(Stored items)
-=-=-=-=-
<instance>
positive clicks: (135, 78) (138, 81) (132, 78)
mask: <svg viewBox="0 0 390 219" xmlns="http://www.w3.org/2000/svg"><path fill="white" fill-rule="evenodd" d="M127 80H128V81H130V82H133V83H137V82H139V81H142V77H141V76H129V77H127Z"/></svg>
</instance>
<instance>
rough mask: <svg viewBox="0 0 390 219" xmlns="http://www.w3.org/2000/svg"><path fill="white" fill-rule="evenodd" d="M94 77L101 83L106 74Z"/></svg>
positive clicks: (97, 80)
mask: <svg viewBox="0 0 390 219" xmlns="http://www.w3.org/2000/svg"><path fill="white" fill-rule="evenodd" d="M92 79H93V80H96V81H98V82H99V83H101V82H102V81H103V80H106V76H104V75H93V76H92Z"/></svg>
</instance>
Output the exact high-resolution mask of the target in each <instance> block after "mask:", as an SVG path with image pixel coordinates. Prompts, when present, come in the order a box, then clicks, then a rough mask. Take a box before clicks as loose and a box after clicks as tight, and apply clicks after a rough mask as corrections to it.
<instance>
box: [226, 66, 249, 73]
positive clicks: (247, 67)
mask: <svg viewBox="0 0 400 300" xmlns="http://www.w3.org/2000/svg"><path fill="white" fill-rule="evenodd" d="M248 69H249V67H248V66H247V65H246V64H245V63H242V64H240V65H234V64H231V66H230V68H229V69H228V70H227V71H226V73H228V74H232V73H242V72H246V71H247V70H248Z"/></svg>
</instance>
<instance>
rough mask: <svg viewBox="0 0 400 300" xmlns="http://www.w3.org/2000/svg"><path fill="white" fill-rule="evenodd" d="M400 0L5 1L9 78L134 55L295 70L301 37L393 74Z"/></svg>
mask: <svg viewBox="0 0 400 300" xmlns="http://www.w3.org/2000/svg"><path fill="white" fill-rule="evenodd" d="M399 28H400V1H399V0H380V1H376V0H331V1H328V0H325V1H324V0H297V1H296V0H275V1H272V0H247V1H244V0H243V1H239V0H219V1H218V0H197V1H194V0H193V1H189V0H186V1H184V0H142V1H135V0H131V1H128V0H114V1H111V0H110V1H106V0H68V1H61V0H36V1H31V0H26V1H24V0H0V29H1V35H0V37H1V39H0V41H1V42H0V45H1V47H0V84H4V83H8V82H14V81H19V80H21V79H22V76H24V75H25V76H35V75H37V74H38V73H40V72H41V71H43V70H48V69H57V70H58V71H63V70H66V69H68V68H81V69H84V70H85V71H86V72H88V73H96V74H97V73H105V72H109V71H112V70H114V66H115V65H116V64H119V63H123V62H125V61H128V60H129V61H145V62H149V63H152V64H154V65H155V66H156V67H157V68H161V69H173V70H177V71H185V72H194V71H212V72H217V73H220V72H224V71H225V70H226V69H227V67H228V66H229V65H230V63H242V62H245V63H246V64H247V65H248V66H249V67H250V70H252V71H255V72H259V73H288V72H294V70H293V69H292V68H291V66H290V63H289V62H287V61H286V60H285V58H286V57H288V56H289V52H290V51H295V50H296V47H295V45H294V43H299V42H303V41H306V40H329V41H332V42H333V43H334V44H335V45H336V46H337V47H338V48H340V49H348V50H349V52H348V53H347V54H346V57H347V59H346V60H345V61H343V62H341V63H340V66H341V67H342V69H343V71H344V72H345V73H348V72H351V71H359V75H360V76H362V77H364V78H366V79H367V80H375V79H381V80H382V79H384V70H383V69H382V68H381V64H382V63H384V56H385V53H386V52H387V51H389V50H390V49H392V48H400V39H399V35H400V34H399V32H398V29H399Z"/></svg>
-=-=-=-=-
§ WORK REQUIRED
Your answer should be every entry above, repeated exactly.

§ SOLUTION TO THIS EXERCISE
<instance>
positive clicks: (135, 78) (138, 81) (132, 78)
mask: <svg viewBox="0 0 390 219" xmlns="http://www.w3.org/2000/svg"><path fill="white" fill-rule="evenodd" d="M127 80H128V81H130V82H133V83H137V82H139V81H142V77H141V76H129V77H127Z"/></svg>
</instance>
<instance>
rough mask: <svg viewBox="0 0 390 219" xmlns="http://www.w3.org/2000/svg"><path fill="white" fill-rule="evenodd" d="M94 77L101 83L106 74Z"/></svg>
positive clicks: (97, 80)
mask: <svg viewBox="0 0 390 219" xmlns="http://www.w3.org/2000/svg"><path fill="white" fill-rule="evenodd" d="M92 79H93V80H96V81H98V82H99V83H101V82H102V81H103V80H106V76H104V75H93V76H92Z"/></svg>
</instance>
Output the exact high-resolution mask of the target in each <instance> block after "mask:", as an SVG path with image pixel coordinates. Prompts, when present, come in the order a box, then clicks, then a rough mask. Take a box before clicks as loose and a box after clicks as tight, and apply clicks after a rough mask as corrections to it.
<instance>
box: [226, 66, 249, 73]
positive clicks: (247, 67)
mask: <svg viewBox="0 0 400 300" xmlns="http://www.w3.org/2000/svg"><path fill="white" fill-rule="evenodd" d="M248 69H249V67H248V66H247V65H246V64H245V63H242V64H240V65H234V64H231V66H230V68H229V69H228V70H227V71H226V73H228V74H232V73H242V72H246V71H247V70H248Z"/></svg>
</instance>
<instance>
rough mask: <svg viewBox="0 0 400 300" xmlns="http://www.w3.org/2000/svg"><path fill="white" fill-rule="evenodd" d="M400 0L5 1L9 78L134 55L295 70L301 37L393 74Z"/></svg>
mask: <svg viewBox="0 0 400 300" xmlns="http://www.w3.org/2000/svg"><path fill="white" fill-rule="evenodd" d="M399 28H400V1H399V0H380V1H376V0H331V1H328V0H325V1H324V0H297V1H296V0H275V1H272V0H247V1H244V0H243V1H239V0H219V1H218V0H197V1H194V0H193V1H189V0H186V1H184V0H142V1H135V0H131V1H128V0H114V1H111V0H110V1H106V0H68V1H61V0H36V1H31V0H26V1H24V0H0V29H1V35H0V37H1V39H0V41H1V42H0V45H1V47H0V84H4V83H8V82H14V81H19V80H21V79H22V76H24V75H25V76H35V75H37V74H38V73H40V72H41V71H43V70H48V69H57V70H58V71H63V70H66V69H68V68H81V69H84V70H85V71H86V72H88V73H96V74H97V73H105V72H109V71H112V70H114V66H115V65H116V64H119V63H123V62H125V61H128V60H129V61H145V62H149V63H152V64H154V65H155V66H156V67H157V68H161V69H173V70H177V71H185V72H194V71H212V72H217V73H220V72H224V71H225V70H226V69H227V67H228V66H229V65H230V63H242V62H245V63H246V64H247V65H248V66H249V67H250V70H252V71H255V72H259V73H288V72H294V70H293V69H292V68H291V66H290V63H289V62H287V61H286V60H285V58H286V57H288V56H289V52H290V51H295V50H296V47H295V45H294V43H299V42H303V41H306V40H329V41H332V42H333V43H334V44H335V45H336V46H337V47H338V48H340V49H348V50H349V52H348V53H347V54H346V57H347V59H346V60H345V61H343V62H341V63H340V66H341V67H342V69H343V71H344V72H345V73H348V72H351V71H359V75H360V76H362V77H364V78H366V79H367V80H375V79H381V80H382V79H384V70H383V69H382V68H381V64H382V63H384V56H385V53H386V52H387V51H389V50H390V49H392V48H400V39H399V35H400V34H399V32H398V29H399Z"/></svg>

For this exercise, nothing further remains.